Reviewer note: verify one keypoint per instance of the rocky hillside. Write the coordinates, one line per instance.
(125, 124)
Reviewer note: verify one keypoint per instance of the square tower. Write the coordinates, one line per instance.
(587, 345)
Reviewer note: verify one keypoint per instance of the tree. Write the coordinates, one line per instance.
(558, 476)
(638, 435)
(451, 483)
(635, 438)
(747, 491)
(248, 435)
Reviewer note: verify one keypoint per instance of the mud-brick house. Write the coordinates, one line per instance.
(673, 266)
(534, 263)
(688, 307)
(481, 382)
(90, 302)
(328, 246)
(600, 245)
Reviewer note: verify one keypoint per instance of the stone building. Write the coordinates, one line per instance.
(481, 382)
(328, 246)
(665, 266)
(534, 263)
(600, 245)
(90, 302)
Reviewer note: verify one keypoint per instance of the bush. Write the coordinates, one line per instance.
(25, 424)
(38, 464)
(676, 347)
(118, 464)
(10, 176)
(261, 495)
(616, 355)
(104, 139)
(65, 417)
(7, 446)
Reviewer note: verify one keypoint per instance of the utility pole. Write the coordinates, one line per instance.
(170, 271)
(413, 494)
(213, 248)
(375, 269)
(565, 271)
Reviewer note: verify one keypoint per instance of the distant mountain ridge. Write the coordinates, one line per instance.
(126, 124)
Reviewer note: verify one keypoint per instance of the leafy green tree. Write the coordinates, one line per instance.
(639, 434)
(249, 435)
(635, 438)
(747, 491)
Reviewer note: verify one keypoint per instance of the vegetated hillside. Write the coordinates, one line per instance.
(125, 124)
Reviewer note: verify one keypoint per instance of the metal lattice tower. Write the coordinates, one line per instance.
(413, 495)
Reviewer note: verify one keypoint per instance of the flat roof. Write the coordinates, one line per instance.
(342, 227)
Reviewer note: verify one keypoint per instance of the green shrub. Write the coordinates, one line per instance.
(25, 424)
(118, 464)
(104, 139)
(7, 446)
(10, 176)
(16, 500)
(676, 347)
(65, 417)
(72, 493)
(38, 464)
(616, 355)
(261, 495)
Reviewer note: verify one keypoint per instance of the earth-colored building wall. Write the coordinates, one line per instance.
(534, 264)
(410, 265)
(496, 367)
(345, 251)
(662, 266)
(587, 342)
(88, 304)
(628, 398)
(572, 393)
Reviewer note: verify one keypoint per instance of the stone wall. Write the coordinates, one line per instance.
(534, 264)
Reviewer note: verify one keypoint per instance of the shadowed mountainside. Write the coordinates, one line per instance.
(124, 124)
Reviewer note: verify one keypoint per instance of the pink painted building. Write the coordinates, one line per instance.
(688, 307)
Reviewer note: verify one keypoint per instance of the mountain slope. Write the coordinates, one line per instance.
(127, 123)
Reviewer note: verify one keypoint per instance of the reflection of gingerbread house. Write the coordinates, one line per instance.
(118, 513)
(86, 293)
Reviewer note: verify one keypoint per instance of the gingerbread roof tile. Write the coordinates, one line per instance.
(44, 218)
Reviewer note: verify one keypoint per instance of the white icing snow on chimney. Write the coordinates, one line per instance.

▬▬▬

WHAT THIS TASK INVOLVES: Please print every line of the listing above again, from first to last, without any changes.

RESPONSE TO THIS TASK:
Reviewer note: verify one keypoint per instance of the rocky hillside. Write the coordinates, one line per instance.
(125, 124)
Reviewer note: verify one keypoint per instance of the square tower. Write the coordinates, one line per instance.
(587, 345)
Reviewer note: verify one keypoint per instance of the tree. Write the coordinates, one line per instance.
(558, 476)
(638, 435)
(451, 483)
(635, 438)
(747, 491)
(248, 435)
Reviewer note: verify one keypoint per instance of the mud-brick house. Write the coordinates, one line per instance.
(673, 266)
(534, 263)
(688, 307)
(481, 382)
(90, 302)
(328, 246)
(600, 245)
Reviewer note: verify one keypoint per instance of the stone building. Write the coordinates, one line per instance.
(481, 382)
(328, 246)
(665, 266)
(534, 263)
(600, 245)
(90, 302)
Reviewer note: verify one keypoint per instance of the bush. Write the coordinates, one line per instance.
(25, 424)
(38, 464)
(676, 347)
(118, 464)
(10, 176)
(261, 495)
(616, 355)
(104, 139)
(65, 417)
(7, 446)
Reviewer note: verify one keypoint per instance of the utility pole. Write the coordinates, one line per instance.
(170, 271)
(413, 494)
(213, 248)
(375, 269)
(565, 271)
Reviewer note: verify one keypoint per instance of the distant mountain ridge. Write the coordinates, one line per instance.
(126, 124)
Reviewer note: verify one keypoint per instance of the leafy green tree. Write the coordinates, one line per instance.
(639, 434)
(249, 435)
(635, 438)
(747, 491)
Reviewer note: verify one keypoint per instance of the vegetated hillside. Write the coordinates, one line per instance.
(125, 124)
Reviewer note: verify one keypoint per instance of the metal lattice tower. Write the coordinates, one line per instance.
(413, 495)
Reviewer note: verify one keypoint per instance of the flat roof. Write the coordinates, one line per instance.
(342, 227)
Reviewer note: verify one keypoint per instance of the green shrub. Write the coordinates, one line per instance.
(25, 424)
(118, 464)
(104, 139)
(7, 446)
(10, 176)
(16, 500)
(676, 347)
(65, 417)
(72, 493)
(38, 464)
(616, 355)
(261, 495)
Reviewer note: verify one keypoint per instance of the earth-colored building wall. Write the coordinates, one line per instance.
(534, 264)
(410, 265)
(496, 367)
(345, 251)
(662, 266)
(587, 342)
(88, 304)
(628, 398)
(572, 393)
Reviewer note: verify one keypoint per instance of the stone wall. Write the coordinates, one line per instance.
(534, 264)
Reviewer note: verify one keypoint per instance of the shadowed mountainside. Write the coordinates, one line per instance.
(124, 124)
Reviewer note: verify one keypoint per instance of the pink painted building. Write the coordinates, one line per instance.
(688, 307)
Reviewer note: verify one keypoint per instance of the mountain slope. Write the coordinates, one line per instance.
(127, 123)
Reviewer note: verify one keypoint per instance of the reflection of gingerbread house. Write the coordinates, one line per instance.
(118, 513)
(86, 293)
Reviewer note: verify one keypoint per instance of the gingerbread roof tile. Write the coordinates, one line per instance.
(44, 218)
Reviewer note: verify one keypoint per instance of the white icing snow on chimney. Write the coordinates, one line per instance.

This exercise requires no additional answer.